### Problem
Below are the records; restate all of them word for word.

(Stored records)
========
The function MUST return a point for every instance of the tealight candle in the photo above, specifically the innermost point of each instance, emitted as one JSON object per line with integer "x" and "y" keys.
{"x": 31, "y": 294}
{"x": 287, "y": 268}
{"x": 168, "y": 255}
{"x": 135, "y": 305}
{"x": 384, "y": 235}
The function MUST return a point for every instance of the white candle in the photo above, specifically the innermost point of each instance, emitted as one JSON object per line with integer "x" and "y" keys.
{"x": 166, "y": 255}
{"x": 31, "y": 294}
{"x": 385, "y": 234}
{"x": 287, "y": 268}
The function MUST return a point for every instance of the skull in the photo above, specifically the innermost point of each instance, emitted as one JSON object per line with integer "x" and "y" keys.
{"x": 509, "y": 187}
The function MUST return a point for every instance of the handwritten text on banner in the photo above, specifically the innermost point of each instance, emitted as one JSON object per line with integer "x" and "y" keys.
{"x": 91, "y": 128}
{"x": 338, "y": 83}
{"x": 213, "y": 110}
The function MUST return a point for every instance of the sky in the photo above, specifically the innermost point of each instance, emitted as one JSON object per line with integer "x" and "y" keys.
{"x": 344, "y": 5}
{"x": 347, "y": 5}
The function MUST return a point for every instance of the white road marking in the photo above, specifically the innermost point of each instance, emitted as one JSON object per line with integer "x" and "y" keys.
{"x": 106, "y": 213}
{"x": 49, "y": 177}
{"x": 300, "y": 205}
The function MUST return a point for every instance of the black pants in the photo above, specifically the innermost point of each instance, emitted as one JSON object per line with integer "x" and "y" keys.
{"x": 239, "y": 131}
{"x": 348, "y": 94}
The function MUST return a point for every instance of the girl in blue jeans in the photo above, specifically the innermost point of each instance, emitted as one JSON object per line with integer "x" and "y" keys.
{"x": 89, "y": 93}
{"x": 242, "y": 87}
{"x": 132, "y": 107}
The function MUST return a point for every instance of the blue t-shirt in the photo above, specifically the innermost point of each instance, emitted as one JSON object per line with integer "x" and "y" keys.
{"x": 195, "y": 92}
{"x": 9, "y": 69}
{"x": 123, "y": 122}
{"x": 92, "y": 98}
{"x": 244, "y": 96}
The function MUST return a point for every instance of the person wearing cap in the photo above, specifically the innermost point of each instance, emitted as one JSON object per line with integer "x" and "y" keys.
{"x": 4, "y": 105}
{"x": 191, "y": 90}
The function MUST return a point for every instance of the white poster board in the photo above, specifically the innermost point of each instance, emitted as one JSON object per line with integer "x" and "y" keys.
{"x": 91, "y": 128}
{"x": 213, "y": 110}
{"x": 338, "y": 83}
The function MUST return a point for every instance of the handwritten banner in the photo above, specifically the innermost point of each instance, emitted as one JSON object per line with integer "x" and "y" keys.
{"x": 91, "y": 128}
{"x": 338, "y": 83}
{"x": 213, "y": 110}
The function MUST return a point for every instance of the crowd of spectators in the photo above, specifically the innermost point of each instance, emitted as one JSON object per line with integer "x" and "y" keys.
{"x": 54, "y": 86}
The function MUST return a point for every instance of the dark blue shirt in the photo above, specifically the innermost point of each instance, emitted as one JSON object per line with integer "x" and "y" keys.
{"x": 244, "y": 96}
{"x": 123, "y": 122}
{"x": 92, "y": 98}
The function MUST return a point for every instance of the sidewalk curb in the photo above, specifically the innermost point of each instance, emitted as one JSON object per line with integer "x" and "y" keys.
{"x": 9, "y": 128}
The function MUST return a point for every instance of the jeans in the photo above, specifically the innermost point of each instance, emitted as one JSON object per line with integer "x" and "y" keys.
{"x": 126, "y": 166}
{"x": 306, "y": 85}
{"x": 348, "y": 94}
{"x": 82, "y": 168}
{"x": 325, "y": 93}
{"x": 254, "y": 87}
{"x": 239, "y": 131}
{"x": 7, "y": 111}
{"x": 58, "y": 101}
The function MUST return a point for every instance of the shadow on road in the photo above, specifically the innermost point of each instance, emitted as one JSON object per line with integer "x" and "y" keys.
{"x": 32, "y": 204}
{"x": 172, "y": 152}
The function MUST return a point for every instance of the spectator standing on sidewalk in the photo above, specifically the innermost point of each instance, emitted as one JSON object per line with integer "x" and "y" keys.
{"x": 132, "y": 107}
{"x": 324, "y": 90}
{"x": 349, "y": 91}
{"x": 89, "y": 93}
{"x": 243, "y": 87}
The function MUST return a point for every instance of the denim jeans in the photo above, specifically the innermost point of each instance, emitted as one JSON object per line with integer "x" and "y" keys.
========
### Answer to the problem
The function MUST return a point for every instance of the tealight candle in the photo above, specifically the innermost point of each instance, emitted as one JSON object per line with integer "x" and "y" keys.
{"x": 31, "y": 294}
{"x": 287, "y": 268}
{"x": 168, "y": 255}
{"x": 135, "y": 305}
{"x": 384, "y": 235}
The function MUST return a point for every instance of the white candle in the photo above, specifically the innermost point of each instance, emitted as one JSON object per line with integer "x" and "y" keys.
{"x": 166, "y": 255}
{"x": 31, "y": 294}
{"x": 385, "y": 234}
{"x": 287, "y": 268}
The function MUST return a point for every instance of the skull in the photo above, specifically the innermost point of each instance, emitted as one JSON object per line with integer "x" and "y" keys.
{"x": 509, "y": 187}
The function MUST return a point for every instance of the handwritten text on banner in the photo above, specifically the innermost point of each instance, emitted as one JSON object per line with integer "x" and "y" keys.
{"x": 91, "y": 128}
{"x": 338, "y": 83}
{"x": 213, "y": 110}
The function MUST return a point for every instance of the sky in the photo above, specifically the innermost point of each instance, emitted as one JSON object per line with integer "x" and "y" keys.
{"x": 344, "y": 5}
{"x": 347, "y": 5}
The function MUST return a point for every instance of the white road marking in the photo above, specifically the innermost point of each instance, emitted as one JSON object per line with integer "x" and "y" keys.
{"x": 106, "y": 213}
{"x": 49, "y": 177}
{"x": 300, "y": 205}
The function MUST return a point for every instance of the black pants in the photo above, specifically the innermost point of each instance, emitted as one JSON object per line with integer "x" and "y" keys.
{"x": 239, "y": 131}
{"x": 348, "y": 94}
The function MUST return a point for every instance of the girl in blue jeans in the photo above, specifically the innermost point of each instance, emitted as one JSON object per line with integer "x" and "y" keys.
{"x": 89, "y": 93}
{"x": 242, "y": 87}
{"x": 132, "y": 107}
The function MUST return a point for every instance of the blue t-shirt in the photo above, specifically the innermost point of each instance, emitted as one JSON object per line with integer "x" and "y" keys.
{"x": 195, "y": 92}
{"x": 9, "y": 69}
{"x": 123, "y": 122}
{"x": 92, "y": 98}
{"x": 244, "y": 96}
The function MUST return a point for every instance of the person wearing cap in the photo above, specifically the innermost point of each instance, emitted as one JSON object per line with integer "x" and "y" keys.
{"x": 4, "y": 105}
{"x": 191, "y": 90}
The function MUST return a point for every instance of the white poster board in the photo above, specifically the innermost point of each instance, emitted as one JSON object per line with integer "x" and "y" keys.
{"x": 91, "y": 128}
{"x": 213, "y": 110}
{"x": 338, "y": 83}
The function MUST return a point for every instance of the handwritten banner in the photo above, specifically the innermost point of each instance, emitted as one JSON object per line with integer "x" and "y" keys.
{"x": 91, "y": 128}
{"x": 338, "y": 83}
{"x": 213, "y": 110}
The function MUST return a point for every instance of the crowd of spectators in the photo above, specifically the innermost point of each instance, emitted as one JSON object per line with integer "x" and "y" keys.
{"x": 54, "y": 86}
The function MUST return a point for every instance of the dark blue shirt in the photo above, specifically the innermost point of each instance, emitted as one JSON object per line with integer "x" and "y" keys.
{"x": 244, "y": 96}
{"x": 123, "y": 122}
{"x": 92, "y": 98}
The function MUST return a point for every instance of the sidewalk curb in the photo above, specifically the innermost point of each instance, emitted as one JSON object per line with integer "x" and "y" keys.
{"x": 9, "y": 128}
The function MUST return a point for every instance of the jeans in the photo above, specifically the innermost point of each instance, emitted as one JSON object per line with integer "x" and "y" keys.
{"x": 126, "y": 166}
{"x": 306, "y": 85}
{"x": 348, "y": 94}
{"x": 82, "y": 168}
{"x": 325, "y": 93}
{"x": 254, "y": 87}
{"x": 239, "y": 131}
{"x": 7, "y": 111}
{"x": 58, "y": 101}
The function MUST return a point for every instance of the shadow on road in the photo above, specifically the innermost point of each instance, emitted as one JSON object per line with integer "x" and "y" keys.
{"x": 32, "y": 204}
{"x": 172, "y": 152}
The function MUST return a point for every instance of the spectator standing on sidewalk in the photo above, specifically the innermost point of each instance, emitted as one JSON object per line with integer "x" and "y" keys.
{"x": 132, "y": 107}
{"x": 324, "y": 90}
{"x": 349, "y": 91}
{"x": 89, "y": 93}
{"x": 243, "y": 87}
The function MUST return a point for every instance of the denim jeans in the photo above, specifically the innermost point of each instance, emitted as one JSON object per line with integer "x" and "y" keys.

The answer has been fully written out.